--- Te lezen fragment ---

Ondanks hun grote potentiële meerwaarde voor het
onderwijs worden games nog niet veel gebruikt. Er zijn technische
struikelblokken, niet iedereen is bekend met de mogelijkheden en het kost tijd
om goede games te vinden. De onlangs gelanceerde Databank Games neemt een
aantal belangrijke drempels voor het gebruik van games weg. In de Databank zijn
niet alleen de games zelf te vinden, maar staat ook allerlei informatie die
docenten kunnen gebruiken om de games effectief in te zetten zoals didactische tips, lesmateriaal,
randvoorwaarden en onderzoeksgegevens. Docenten kunnen bovendien hun ervaringen
met anderen delen.

---

**Jouw opdrachten**
[A] Vertaal de zin "Docenten kunnen bovendien hun ervaringen met anderen delen." uit het fragment over de Databank Games naar het Engels.
[B] Welke soorten informatie noemt het fragment over de Databank Games als hulp voor docenten om games effectief in te zetten? Geef ze allemaal.

--- Getoond materiaal ---

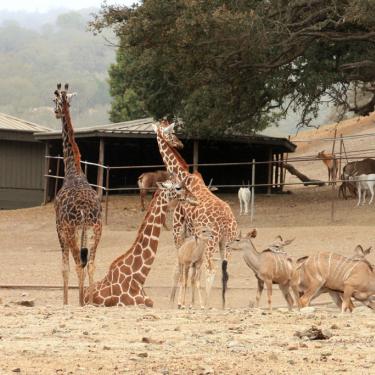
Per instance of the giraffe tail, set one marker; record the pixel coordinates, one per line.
(225, 278)
(83, 255)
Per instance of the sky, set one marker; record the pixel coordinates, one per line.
(46, 5)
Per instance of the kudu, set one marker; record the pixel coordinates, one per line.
(270, 266)
(331, 163)
(190, 259)
(329, 272)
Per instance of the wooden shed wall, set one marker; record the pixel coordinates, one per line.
(21, 174)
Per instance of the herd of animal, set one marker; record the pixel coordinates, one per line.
(203, 224)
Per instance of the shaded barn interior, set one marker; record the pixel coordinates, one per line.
(121, 145)
(21, 163)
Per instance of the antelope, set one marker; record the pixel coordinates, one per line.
(149, 180)
(271, 266)
(346, 276)
(190, 257)
(244, 196)
(365, 182)
(331, 163)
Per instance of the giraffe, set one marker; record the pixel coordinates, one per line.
(77, 206)
(211, 212)
(123, 283)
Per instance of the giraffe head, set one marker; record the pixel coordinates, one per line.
(166, 130)
(176, 191)
(62, 100)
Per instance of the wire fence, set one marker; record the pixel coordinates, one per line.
(276, 168)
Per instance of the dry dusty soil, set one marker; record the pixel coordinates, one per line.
(51, 339)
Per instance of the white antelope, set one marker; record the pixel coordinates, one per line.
(244, 196)
(365, 182)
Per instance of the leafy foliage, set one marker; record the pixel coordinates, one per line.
(238, 65)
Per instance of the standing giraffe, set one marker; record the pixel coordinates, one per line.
(211, 212)
(331, 163)
(123, 283)
(77, 206)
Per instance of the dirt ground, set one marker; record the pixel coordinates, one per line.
(51, 339)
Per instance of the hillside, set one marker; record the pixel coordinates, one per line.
(34, 58)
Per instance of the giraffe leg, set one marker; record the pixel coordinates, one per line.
(179, 226)
(65, 273)
(181, 285)
(65, 263)
(186, 276)
(97, 229)
(259, 291)
(193, 276)
(77, 259)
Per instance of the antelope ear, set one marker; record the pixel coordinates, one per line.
(169, 128)
(253, 233)
(288, 242)
(359, 250)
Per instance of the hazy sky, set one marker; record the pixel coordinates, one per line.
(45, 5)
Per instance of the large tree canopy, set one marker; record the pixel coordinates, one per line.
(238, 64)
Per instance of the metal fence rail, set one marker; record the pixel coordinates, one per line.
(106, 188)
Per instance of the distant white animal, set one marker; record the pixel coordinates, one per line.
(365, 182)
(244, 196)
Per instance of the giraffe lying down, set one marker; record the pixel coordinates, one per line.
(123, 283)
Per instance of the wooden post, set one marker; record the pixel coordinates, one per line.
(106, 195)
(334, 181)
(340, 165)
(100, 169)
(282, 173)
(57, 174)
(195, 155)
(46, 171)
(277, 158)
(252, 191)
(270, 170)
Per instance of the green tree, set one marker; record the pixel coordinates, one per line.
(239, 64)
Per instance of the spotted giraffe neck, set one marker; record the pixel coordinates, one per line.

---

**Oplossingen per opdracht**
[A] Moreover, teachers can share their experiences with others.

[B]
- didactische tips
- lesmateriaal
- randvoorwaarden
- onderzoeksgegevens